DATA FOR THIS EXERCISE START

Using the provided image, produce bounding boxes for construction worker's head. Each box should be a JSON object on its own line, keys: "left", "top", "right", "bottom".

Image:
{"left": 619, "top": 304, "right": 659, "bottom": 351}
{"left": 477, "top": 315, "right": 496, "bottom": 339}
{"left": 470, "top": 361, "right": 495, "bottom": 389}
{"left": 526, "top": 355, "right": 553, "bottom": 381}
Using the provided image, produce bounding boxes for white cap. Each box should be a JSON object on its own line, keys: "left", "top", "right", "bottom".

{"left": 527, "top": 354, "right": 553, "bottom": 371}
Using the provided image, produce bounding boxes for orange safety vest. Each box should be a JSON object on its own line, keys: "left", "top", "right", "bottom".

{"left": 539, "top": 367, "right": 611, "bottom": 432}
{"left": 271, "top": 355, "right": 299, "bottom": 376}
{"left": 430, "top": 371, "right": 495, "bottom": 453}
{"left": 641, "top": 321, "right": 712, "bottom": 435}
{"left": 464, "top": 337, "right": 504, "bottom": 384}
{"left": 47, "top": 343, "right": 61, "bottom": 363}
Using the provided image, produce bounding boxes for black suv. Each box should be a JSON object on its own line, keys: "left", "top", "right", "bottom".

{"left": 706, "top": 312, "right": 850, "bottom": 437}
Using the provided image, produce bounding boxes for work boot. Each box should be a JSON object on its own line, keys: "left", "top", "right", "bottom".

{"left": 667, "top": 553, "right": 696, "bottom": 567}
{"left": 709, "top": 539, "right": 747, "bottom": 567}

DATA FOR THIS EXERCISE END

WORK ORDER:
What's needed is a word-for-word copy of the lines from the one holding "Using the provided image, produce bounding boxes for black" through the final line of the data.

WRITTEN RESPONSE:
Using the provided image, produce bounding boxes for black suv. Each box should be a JSON object on its own line, keys: "left", "top", "right", "bottom".

{"left": 706, "top": 312, "right": 850, "bottom": 437}
Using the provided image, produce bounding boxes for work boot. Each box should be a JSON object on its own line, keys: "left", "top", "right", "bottom".

{"left": 667, "top": 553, "right": 696, "bottom": 567}
{"left": 709, "top": 539, "right": 747, "bottom": 567}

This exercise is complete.